Update the piece on GMO labeling by writing out everything from "I continue to" down to "ads on television.", with "mail-in ballot" replaced by "absentee ballot".
### Selected extract ###
Colorado voters will determine whether to “mandate labeling of genetically modified food products that are sold in the state.” Those who favor the proposition believe it is needed to protect consumers. As one advocate wrote in a letter to the editors of the Denver Post, “Because GMOs are not natural, we simply don’t know what the long-term health consequences might be, and therefore consumers should have the right to know where their food comes from, so that they can decide whether they want to accept those risks.” Another supporter writes, “The GMO debate boils down to freedom—the freedom to chose what I eat. That freedom simply does not exist if food producers are allowed to deny me the information I need to make my choices.”
Those opinions are in opposition to an editorial by Don Ament, former Commissioner of the Colorado Department of Agriculture. He writes that approval of the proposal would “…give Colorado consumers inaccurate, unreliable and misleading information.” What sways my opinion so far is his further statements that “Consumers already have reliable options to choose foods made without GE (Genetically Engineered) ingredients. They can select from thousands of food products labeled ‘organic’ or ‘non-GMO’ under existing federal labeling standards.”
I continue to watch and read about the GMO debate, but at this point I agree with Mr. Ament that food costs would increase “..as consumers either avoid products with special labels or manufacturers eliminate items containing GMOs…” The FDA has approved the GMO foods that the labeling would identify, and ,if that agency knows what they are doing, the labeling would result in higher costs without improvement in food safety. I intend to vote no on Proposition 105 absent any rational argument that would change my mind. Dissenters better hurry because the mail-in ballot will be in my hands in about a week, and I intend to vote as soon as possible so I can turn off all the political ads on television.
### Supplied information ###
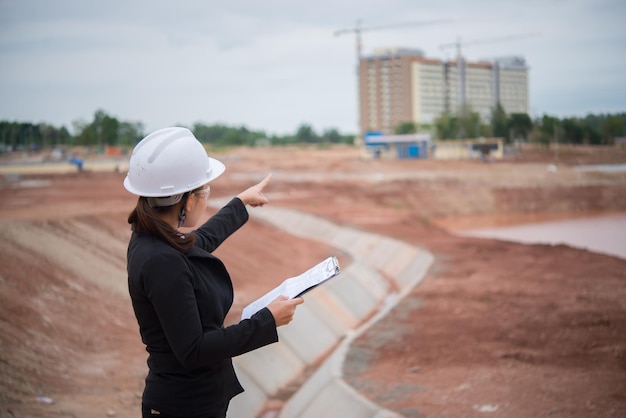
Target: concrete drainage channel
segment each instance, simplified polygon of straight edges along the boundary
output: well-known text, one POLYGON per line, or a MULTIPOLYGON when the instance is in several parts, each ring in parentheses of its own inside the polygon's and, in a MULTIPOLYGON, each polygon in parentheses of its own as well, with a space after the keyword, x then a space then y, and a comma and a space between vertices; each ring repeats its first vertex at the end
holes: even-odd
POLYGON ((279 328, 278 344, 234 359, 246 391, 233 399, 228 417, 256 416, 271 396, 325 356, 272 417, 399 417, 348 385, 342 366, 351 342, 422 280, 433 261, 432 254, 290 209, 265 207, 251 211, 251 216, 292 235, 332 245, 348 253, 353 262, 342 266, 340 276, 306 296, 294 322, 279 328))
###
(Exercise solution):
I continue to watch and read about the GMO debate, but at this point I agree with Mr. Ament that food costs would increase “..as consumers either avoid products with special labels or manufacturers eliminate items containing GMOs…” The FDA has approved the GMO foods that the labeling would identify, and ,if that agency knows what they are doing, the labeling would result in higher costs without improvement in food safety. I intend to vote no on Proposition 105 absent any rational argument that would change my mind. Dissenters better hurry because the absentee ballot will be in my hands in about a week, and I intend to vote as soon as possible so I can turn off all the political ads on television.